## What the task requires
Only one span of the listing below should come back. It runs from the line with "positive clicks: (341, 202) (340, 201)" through the line with "positive clicks: (302, 154)", and each of its lines must be reproduced exactly.

## Available data
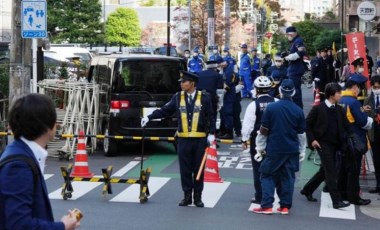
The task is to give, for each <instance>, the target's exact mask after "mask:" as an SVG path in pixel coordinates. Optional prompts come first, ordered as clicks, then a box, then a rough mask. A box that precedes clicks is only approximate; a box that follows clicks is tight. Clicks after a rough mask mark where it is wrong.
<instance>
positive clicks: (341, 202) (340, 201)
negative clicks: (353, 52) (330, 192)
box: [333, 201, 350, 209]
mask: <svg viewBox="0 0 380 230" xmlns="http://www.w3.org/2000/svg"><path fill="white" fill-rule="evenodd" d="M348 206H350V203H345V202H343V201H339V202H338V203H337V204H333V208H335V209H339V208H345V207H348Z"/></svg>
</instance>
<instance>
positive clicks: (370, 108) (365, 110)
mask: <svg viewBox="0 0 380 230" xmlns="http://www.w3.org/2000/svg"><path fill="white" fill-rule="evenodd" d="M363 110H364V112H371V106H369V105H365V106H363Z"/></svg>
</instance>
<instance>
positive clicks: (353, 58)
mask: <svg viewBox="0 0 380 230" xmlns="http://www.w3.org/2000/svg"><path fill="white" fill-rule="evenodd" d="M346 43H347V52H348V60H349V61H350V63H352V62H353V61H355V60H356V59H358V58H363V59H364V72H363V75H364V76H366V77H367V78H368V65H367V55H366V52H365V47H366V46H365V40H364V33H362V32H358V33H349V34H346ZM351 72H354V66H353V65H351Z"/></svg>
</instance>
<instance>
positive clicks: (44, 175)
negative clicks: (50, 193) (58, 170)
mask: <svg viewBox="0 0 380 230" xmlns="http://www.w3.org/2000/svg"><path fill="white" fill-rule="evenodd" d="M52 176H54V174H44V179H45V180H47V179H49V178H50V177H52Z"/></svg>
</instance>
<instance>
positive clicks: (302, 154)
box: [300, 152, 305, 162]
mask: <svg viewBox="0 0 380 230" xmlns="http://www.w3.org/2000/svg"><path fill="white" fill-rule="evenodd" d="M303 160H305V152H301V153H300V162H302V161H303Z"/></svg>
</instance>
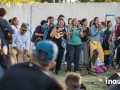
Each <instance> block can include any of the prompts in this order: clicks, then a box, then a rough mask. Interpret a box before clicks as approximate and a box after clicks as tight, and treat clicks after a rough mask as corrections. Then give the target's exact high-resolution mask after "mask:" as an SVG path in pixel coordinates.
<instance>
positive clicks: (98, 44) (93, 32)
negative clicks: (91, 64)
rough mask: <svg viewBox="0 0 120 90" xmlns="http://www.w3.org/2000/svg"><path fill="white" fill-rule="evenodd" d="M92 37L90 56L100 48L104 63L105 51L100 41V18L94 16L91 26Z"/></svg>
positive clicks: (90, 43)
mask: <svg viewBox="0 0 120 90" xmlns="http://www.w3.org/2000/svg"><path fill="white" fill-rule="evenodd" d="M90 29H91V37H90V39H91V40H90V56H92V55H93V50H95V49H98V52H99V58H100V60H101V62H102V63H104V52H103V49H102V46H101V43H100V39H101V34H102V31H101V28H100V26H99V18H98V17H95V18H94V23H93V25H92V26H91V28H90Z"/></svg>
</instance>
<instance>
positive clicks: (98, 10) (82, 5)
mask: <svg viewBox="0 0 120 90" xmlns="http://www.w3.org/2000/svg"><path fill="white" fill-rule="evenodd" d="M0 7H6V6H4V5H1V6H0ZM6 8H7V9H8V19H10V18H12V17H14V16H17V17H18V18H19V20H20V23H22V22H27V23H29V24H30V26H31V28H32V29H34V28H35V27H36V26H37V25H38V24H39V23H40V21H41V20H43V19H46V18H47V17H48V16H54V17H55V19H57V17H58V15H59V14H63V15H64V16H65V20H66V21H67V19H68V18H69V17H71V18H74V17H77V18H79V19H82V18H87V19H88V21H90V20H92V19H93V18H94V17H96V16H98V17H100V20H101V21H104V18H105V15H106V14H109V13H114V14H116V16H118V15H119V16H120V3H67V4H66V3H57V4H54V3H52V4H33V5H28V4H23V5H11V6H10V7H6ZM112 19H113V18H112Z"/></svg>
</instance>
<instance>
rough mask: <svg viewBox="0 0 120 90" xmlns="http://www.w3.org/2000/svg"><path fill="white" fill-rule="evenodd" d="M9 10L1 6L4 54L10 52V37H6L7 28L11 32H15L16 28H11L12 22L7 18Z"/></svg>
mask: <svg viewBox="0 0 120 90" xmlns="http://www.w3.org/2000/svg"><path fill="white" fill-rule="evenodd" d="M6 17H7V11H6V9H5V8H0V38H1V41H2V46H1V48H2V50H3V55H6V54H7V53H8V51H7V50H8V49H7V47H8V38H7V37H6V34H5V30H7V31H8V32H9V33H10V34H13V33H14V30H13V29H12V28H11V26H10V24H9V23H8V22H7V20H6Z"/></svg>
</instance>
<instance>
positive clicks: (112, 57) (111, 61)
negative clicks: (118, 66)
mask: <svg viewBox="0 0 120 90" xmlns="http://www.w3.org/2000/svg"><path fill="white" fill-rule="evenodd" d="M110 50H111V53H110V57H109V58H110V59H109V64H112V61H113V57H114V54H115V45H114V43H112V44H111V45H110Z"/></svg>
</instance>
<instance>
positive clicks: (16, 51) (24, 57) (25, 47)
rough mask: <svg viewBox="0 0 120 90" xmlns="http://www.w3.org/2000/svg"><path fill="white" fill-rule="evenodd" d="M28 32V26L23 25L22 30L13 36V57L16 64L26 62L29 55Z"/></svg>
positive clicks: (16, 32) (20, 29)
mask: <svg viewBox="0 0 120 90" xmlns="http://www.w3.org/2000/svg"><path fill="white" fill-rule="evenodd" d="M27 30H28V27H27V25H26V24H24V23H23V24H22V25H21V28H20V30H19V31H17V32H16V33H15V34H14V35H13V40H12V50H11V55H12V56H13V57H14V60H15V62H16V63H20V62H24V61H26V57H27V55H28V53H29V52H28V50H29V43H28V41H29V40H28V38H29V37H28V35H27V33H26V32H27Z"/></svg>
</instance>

## Response to this exercise
positive clicks: (341, 202) (340, 201)
negative clicks: (353, 52) (330, 192)
box: [333, 201, 350, 209]
mask: <svg viewBox="0 0 380 230" xmlns="http://www.w3.org/2000/svg"><path fill="white" fill-rule="evenodd" d="M348 206H350V203H345V202H343V201H339V202H338V203H337V204H333V208H335V209H339V208H345V207H348Z"/></svg>
</instance>
<instance>
positive clicks: (370, 108) (365, 110)
mask: <svg viewBox="0 0 380 230" xmlns="http://www.w3.org/2000/svg"><path fill="white" fill-rule="evenodd" d="M363 110H364V112H371V106H369V105H365V106H363Z"/></svg>
</instance>
<instance>
positive clicks: (353, 58)
mask: <svg viewBox="0 0 380 230" xmlns="http://www.w3.org/2000/svg"><path fill="white" fill-rule="evenodd" d="M346 43H347V52H348V60H349V61H350V63H352V62H353V61H355V60H356V59H358V58H363V59H364V72H363V75H364V76H366V77H367V78H368V65H367V55H366V52H365V47H366V46H365V40H364V33H362V32H358V33H349V34H346ZM351 72H354V66H353V65H351Z"/></svg>
</instance>
<instance>
positive clicks: (44, 175)
negative clicks: (50, 193) (58, 170)
mask: <svg viewBox="0 0 380 230" xmlns="http://www.w3.org/2000/svg"><path fill="white" fill-rule="evenodd" d="M52 176H54V174H44V179H45V180H47V179H49V178H50V177H52Z"/></svg>
</instance>
<instance>
positive clicks: (302, 154)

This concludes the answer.